▶ [Extract provided]:
• • •
Barrons 7/25/11: NG Prices Is Unlikely Rise

Discussion in 'Commodity Futures' started by bobbymak880, Jul 25, 2011.

  1. By RYAN DEZEMBER

    This was supposed to be the year that low natural-gas prices prompted a reduction of supplies. Analysts have long said that a sustained period of gas priced below $5 per million British thermal units would slow the boom in drilling, curtailing output. So far, the opposite has occurred, leading to the inevitable conclusion that natural-gas futures aren't going to gain much, if any, ground above the $5 mark. On Friday, natural-gas futures for August delivery ended at $4.399/MMBtu on the New York Mercantile Exchange, down 3.2% on the week.

    Production from U.S. shale formations, deeply buried rocks, came onto the scene a few years ago and sent prices tumbling. Production in the lower 48 states reached a shale-era record in March, and topped that mark in April. In response, the Energy Information Administration says it expects 2011 output to total 23.8 trillion cubic feet, which would shatter the U.S. production record set in 1973.

    .Demand-side conditions have been favorable for a push higher in prices. Imports from Canada are down. Meanwhile, exports to Mexico are up. Balmy summer weather arrived early, coinciding with spring-maintenance shutdowns at several nuclear-power plants. That led to more demand for gas-fired electricity at a time of year when use is usually low. In addition, the heat wave in much of the U.S. is causing a short-term demand spike. While those factors have helped keep prices above $4/MMBtu since mid-March, they weren't enough to push prices beyond the $5/MMBtu ceiling that's developed "due to unrelenting production growth," said analysts with Houston investment bank Simmons & Co. in a recent report.

    This level of production looks set to continue beyond 2011, as companies flush from high oil prices rush to tap newly discovered shale formations and install pipelines and processing plants to bring to market gas that is now being flared. And just because companies are redirecting drilling rigs toward oil deposits doesn't mean they aren't unleashing an abundance of gas in the process. Meanwhile, BHP Billiton (ticker: BHP) recently announced it will spend $12.1 billion to buy Houston-based Petrohawk Energy (HK), a company whose reserves are 87% gas. BHP says it plans to ramp up drilling in the Texas and Louisiana energy fields it will acquire in the deal, boosting spending from $2.85 billion to as much as $5 billion a year by 2015.
• • •
▶ [Prompt A]:
Condense the paragraph of the natural-gas article that begins "Production from U.S. shale formations" into two sentences, keeping its main facts.
• • •
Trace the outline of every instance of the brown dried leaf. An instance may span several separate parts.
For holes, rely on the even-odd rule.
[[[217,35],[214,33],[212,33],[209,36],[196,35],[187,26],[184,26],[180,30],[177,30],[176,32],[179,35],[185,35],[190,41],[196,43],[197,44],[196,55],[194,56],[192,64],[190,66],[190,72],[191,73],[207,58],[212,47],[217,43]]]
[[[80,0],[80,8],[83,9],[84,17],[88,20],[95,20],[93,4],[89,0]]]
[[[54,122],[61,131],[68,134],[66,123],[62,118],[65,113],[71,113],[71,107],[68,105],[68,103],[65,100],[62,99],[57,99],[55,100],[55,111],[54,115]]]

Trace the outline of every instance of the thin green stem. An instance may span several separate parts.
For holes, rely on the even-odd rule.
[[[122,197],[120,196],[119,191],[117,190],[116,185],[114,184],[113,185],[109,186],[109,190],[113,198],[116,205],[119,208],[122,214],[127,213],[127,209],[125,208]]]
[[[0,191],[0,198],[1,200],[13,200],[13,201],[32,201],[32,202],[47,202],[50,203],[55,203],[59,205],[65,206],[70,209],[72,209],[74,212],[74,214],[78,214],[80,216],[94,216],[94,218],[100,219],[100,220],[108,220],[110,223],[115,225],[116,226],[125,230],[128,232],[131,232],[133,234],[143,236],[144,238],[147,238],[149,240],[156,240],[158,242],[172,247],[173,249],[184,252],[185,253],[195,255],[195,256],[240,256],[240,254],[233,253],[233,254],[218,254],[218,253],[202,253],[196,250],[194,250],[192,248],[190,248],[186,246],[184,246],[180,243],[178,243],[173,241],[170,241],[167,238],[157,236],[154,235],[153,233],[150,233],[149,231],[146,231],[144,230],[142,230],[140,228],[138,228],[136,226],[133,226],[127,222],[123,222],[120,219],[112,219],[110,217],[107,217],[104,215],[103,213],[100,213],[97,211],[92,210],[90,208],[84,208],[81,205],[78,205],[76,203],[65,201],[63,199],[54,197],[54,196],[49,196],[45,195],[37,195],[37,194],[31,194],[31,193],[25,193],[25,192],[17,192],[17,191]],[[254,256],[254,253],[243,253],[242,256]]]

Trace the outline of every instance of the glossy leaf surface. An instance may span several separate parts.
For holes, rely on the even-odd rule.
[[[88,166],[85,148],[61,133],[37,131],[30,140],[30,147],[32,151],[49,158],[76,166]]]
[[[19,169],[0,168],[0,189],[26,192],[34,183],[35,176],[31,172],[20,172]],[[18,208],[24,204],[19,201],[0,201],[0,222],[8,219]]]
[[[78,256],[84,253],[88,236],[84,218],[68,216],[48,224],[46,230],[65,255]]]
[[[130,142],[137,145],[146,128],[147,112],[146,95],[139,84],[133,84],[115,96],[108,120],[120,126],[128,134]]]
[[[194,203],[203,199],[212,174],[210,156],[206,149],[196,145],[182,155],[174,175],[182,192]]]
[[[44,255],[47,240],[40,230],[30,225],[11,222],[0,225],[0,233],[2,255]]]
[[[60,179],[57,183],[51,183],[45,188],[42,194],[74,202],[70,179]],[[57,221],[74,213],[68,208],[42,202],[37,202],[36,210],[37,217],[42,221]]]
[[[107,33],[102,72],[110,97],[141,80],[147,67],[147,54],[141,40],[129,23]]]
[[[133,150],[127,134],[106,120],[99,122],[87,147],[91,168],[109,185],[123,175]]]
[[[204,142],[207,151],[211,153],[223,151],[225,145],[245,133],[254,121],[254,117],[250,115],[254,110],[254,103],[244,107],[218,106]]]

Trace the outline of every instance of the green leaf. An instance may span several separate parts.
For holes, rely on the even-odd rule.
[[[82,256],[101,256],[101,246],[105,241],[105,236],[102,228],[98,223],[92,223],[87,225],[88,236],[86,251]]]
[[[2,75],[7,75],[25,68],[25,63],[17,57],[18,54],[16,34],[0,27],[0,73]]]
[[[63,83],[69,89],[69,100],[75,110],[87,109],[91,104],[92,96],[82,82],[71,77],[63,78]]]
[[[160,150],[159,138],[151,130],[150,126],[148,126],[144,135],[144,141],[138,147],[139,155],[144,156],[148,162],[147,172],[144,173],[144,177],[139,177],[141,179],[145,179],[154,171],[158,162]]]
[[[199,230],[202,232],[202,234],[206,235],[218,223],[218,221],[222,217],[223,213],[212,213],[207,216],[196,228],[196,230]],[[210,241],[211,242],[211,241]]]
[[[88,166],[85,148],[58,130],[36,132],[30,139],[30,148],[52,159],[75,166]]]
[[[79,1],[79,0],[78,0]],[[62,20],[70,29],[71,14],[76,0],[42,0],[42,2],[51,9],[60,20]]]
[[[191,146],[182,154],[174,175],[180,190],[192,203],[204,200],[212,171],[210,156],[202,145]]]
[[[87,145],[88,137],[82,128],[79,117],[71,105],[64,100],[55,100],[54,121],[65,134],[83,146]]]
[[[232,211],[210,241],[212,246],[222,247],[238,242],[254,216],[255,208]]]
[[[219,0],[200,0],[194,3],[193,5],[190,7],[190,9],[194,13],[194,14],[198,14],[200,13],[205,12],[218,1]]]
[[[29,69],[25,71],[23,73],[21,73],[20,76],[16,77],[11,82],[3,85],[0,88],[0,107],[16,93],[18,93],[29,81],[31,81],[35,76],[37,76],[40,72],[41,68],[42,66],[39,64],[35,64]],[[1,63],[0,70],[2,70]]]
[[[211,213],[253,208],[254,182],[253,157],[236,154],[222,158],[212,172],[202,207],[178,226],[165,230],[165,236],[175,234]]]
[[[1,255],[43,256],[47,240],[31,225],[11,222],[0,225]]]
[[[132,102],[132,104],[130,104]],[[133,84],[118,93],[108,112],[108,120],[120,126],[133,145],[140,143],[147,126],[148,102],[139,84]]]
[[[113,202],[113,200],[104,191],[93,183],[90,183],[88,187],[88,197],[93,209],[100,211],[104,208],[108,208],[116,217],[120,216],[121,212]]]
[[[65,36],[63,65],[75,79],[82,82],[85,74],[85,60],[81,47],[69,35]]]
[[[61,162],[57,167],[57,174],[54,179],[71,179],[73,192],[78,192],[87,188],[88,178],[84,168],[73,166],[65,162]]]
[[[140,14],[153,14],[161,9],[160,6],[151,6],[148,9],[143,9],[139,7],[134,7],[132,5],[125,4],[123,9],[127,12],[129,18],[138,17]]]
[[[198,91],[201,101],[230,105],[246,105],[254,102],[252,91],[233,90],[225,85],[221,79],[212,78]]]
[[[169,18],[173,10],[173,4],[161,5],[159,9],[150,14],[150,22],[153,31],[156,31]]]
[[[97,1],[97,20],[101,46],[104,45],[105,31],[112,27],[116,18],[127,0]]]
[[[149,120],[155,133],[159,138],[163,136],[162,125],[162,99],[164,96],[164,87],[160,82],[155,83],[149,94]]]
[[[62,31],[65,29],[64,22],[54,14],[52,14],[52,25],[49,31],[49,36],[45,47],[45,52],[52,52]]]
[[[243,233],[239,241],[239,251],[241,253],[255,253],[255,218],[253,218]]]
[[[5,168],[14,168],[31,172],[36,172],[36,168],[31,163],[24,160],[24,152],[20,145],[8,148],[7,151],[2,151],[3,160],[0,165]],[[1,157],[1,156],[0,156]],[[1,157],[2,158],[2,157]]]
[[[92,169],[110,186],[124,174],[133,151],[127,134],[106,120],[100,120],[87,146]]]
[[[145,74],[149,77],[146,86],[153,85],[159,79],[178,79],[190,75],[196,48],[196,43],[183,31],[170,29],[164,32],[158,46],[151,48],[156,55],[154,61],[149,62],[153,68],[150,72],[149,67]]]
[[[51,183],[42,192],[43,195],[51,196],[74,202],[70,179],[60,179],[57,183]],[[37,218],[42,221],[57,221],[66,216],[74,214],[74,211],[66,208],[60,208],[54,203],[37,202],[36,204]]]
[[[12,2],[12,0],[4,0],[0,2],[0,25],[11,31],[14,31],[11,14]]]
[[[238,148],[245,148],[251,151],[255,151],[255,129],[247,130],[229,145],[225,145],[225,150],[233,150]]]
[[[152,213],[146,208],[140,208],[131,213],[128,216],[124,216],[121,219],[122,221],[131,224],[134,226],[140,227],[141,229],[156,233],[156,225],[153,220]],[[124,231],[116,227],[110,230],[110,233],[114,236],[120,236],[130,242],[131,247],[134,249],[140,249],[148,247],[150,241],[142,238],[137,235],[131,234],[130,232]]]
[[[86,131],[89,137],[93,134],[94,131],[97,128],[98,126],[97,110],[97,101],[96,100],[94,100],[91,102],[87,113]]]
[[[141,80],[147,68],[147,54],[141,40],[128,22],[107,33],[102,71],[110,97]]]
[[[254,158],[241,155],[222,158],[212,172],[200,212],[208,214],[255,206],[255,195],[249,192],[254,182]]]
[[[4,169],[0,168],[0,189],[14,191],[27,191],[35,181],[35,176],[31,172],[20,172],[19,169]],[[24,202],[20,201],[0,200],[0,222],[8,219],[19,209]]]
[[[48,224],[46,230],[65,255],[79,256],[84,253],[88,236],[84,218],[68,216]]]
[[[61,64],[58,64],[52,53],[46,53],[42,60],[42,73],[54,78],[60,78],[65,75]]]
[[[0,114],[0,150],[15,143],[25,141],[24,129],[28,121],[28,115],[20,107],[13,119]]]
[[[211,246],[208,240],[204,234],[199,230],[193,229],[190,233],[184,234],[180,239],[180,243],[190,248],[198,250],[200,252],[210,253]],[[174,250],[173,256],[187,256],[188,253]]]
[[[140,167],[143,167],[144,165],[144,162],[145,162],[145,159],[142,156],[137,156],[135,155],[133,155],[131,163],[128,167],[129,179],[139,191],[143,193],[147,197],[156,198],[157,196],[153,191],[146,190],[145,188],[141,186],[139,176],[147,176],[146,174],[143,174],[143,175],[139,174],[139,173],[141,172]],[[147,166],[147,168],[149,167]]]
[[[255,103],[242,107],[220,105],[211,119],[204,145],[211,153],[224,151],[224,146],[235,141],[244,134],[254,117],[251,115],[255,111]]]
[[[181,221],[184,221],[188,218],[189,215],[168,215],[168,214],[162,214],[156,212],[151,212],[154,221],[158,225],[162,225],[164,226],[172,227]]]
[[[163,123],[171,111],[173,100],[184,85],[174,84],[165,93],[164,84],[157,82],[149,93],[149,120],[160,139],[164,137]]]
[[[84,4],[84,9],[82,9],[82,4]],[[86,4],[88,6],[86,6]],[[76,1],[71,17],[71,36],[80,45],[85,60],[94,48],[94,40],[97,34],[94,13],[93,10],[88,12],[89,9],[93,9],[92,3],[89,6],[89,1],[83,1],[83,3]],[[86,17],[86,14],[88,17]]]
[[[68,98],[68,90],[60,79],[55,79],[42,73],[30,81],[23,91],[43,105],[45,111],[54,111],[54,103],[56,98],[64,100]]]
• • •
▶ [Prompt B]:
Pick out every line of the records that contains the string "Trace", treating uppercase and lowercase as distinct.

▶ [Right answer A]:
U.S. shale production, which emerged a few years ago, sent natural-gas prices tumbling, with lower-48 output setting a shale-era record in March and surpassing it in April. The Energy Information Administration expects 2011 output to reach 23.8 trillion cubic feet, which would break the U.S. production record set in 1973.

▶ [Right answer B]:
Trace the outline of every instance of the brown dried leaf. An instance may span several separate parts.
Trace the outline of every instance of the thin green stem. An instance may span several separate parts.
Trace the outline of every instance of the glossy leaf surface. An instance may span several separate parts.
Trace the outline of every instance of the green leaf. An instance may span several separate parts.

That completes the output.